- WHAT THIS TASK INVOLVES
Reproduce each entry below in full, exactly as it was given.

- RECORDS SHOWN
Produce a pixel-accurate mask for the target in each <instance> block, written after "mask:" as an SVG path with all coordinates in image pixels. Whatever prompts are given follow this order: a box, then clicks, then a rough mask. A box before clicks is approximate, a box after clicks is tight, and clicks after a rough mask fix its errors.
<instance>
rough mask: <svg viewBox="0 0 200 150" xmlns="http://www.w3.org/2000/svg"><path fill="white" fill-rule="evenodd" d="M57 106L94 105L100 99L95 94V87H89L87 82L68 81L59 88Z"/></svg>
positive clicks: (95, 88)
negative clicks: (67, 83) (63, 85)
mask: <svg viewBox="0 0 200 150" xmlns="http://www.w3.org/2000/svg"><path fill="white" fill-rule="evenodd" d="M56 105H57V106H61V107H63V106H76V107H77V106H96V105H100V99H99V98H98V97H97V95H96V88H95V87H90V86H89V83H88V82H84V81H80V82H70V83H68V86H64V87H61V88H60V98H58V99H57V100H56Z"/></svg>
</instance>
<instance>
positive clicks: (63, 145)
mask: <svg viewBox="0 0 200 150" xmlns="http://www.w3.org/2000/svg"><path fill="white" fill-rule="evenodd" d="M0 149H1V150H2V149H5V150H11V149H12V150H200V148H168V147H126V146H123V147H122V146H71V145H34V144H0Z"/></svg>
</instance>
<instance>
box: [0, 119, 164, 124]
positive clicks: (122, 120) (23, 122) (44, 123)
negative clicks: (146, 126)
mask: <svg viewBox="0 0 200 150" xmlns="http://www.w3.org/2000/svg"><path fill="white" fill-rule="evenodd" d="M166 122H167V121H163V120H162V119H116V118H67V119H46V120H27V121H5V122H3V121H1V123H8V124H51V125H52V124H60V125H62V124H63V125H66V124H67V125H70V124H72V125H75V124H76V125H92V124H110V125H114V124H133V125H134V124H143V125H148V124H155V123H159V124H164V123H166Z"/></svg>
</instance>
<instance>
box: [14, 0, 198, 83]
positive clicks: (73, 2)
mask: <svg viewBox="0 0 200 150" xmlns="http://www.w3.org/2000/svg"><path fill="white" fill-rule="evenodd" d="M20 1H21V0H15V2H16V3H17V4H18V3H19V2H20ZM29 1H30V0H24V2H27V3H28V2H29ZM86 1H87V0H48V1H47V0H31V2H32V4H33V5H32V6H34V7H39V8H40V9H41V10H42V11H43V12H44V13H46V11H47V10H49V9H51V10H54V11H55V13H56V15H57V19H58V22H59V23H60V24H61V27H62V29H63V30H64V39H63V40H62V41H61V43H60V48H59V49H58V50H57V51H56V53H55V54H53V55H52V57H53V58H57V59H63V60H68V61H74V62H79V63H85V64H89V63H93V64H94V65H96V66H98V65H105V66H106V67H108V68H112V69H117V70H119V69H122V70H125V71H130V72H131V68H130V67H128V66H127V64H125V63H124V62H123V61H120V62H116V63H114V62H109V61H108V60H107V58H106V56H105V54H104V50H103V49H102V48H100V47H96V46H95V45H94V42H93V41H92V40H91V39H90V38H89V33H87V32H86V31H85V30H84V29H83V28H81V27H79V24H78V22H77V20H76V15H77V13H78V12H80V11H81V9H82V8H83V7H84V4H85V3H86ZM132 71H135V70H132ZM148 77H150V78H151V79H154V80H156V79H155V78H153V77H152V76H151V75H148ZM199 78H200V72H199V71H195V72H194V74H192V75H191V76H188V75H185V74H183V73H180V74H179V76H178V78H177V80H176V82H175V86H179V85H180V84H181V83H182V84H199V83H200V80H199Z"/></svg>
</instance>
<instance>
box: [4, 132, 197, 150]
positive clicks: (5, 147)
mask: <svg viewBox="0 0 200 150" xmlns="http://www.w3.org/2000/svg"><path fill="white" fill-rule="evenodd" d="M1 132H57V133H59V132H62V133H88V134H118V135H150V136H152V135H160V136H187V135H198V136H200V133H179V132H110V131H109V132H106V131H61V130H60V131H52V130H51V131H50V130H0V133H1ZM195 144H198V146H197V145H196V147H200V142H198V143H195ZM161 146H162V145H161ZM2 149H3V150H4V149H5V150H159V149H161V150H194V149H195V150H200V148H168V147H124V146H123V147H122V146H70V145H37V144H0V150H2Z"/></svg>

- ANSWER AREA
Produce a pixel-accurate mask for the target in each <instance> block, written after "mask:" as an SVG path with all coordinates in image pixels. Whatever prompts are given follow this order: a box, then clicks, then a rough mask. A box before clicks is approximate, a box after clicks is tight, and clicks after a rough mask fix its errors.
<instance>
rough mask: <svg viewBox="0 0 200 150" xmlns="http://www.w3.org/2000/svg"><path fill="white" fill-rule="evenodd" d="M57 106L94 105L100 99L95 94V87H89L87 82L68 81L59 88Z"/></svg>
positive clicks: (95, 88)
negative clicks: (67, 83) (63, 85)
mask: <svg viewBox="0 0 200 150" xmlns="http://www.w3.org/2000/svg"><path fill="white" fill-rule="evenodd" d="M56 105H57V106H61V107H63V106H76V107H77V106H96V105H100V99H99V98H98V97H97V95H96V88H95V87H90V86H89V83H88V82H84V81H80V82H70V83H68V86H64V87H61V88H60V98H58V99H57V100H56Z"/></svg>
</instance>
<instance>
positive clicks: (63, 145)
mask: <svg viewBox="0 0 200 150" xmlns="http://www.w3.org/2000/svg"><path fill="white" fill-rule="evenodd" d="M0 149H1V150H2V149H5V150H11V149H12V150H200V148H168V147H126V146H123V147H122V146H71V145H34V144H0Z"/></svg>
</instance>
<instance>
box: [0, 119, 164, 124]
positive clicks: (122, 120) (23, 122) (44, 123)
negative clicks: (146, 126)
mask: <svg viewBox="0 0 200 150" xmlns="http://www.w3.org/2000/svg"><path fill="white" fill-rule="evenodd" d="M166 122H167V121H163V120H162V119H116V118H67V119H46V120H27V121H5V122H3V121H1V123H8V124H51V125H52V124H60V125H62V124H63V125H66V124H67V125H70V124H72V125H75V124H76V125H92V124H110V125H114V124H133V125H134V124H143V125H148V124H155V123H159V124H164V123H166Z"/></svg>
</instance>
<instance>
box: [14, 0, 198, 83]
positive clicks: (73, 2)
mask: <svg viewBox="0 0 200 150" xmlns="http://www.w3.org/2000/svg"><path fill="white" fill-rule="evenodd" d="M20 1H21V0H15V2H16V3H17V4H18V3H19V2H20ZM29 1H30V0H24V2H27V3H28V2H29ZM86 1H87V0H48V1H47V0H31V2H32V4H33V5H32V6H34V7H39V8H40V9H41V10H42V11H43V12H44V13H46V11H47V10H49V9H51V10H54V11H55V13H56V15H57V19H58V22H59V23H60V24H61V27H62V29H63V30H64V39H63V40H62V41H61V43H60V48H59V49H58V50H57V51H56V53H55V54H53V55H52V57H53V58H57V59H63V60H68V61H74V62H79V63H85V64H89V63H93V64H94V65H96V66H98V65H105V66H106V67H108V68H112V69H117V70H119V69H122V70H125V71H130V72H131V68H130V67H128V66H127V64H125V63H124V62H123V61H120V62H116V63H114V62H109V61H108V60H107V58H106V56H105V54H104V50H103V49H102V48H100V47H96V46H95V45H94V42H93V41H92V40H91V39H90V38H89V33H87V32H86V31H85V30H84V29H83V28H81V27H79V24H78V22H77V20H76V15H77V13H78V12H80V11H81V9H82V8H83V7H84V4H85V3H86ZM132 71H135V70H132ZM148 77H150V78H151V79H154V80H156V79H155V78H153V77H152V76H151V75H148ZM199 78H200V72H199V71H195V72H194V74H192V75H191V76H188V75H185V74H183V73H180V74H179V76H178V78H177V80H176V82H175V86H179V85H180V84H181V83H182V84H199V83H200V80H199Z"/></svg>
</instance>
<instance>
box: [4, 132, 197, 150]
positive clicks: (5, 147)
mask: <svg viewBox="0 0 200 150" xmlns="http://www.w3.org/2000/svg"><path fill="white" fill-rule="evenodd" d="M1 132H57V133H59V132H62V133H88V134H118V135H150V136H152V135H160V136H187V135H198V136H200V133H179V132H110V131H109V132H106V131H61V130H60V131H52V130H51V131H50V130H0V133H1ZM195 144H198V146H197V145H196V147H200V142H198V143H195ZM161 146H162V145H161ZM2 149H3V150H4V149H5V150H159V149H161V150H194V149H195V150H200V148H168V147H124V146H123V147H122V146H70V145H37V144H0V150H2Z"/></svg>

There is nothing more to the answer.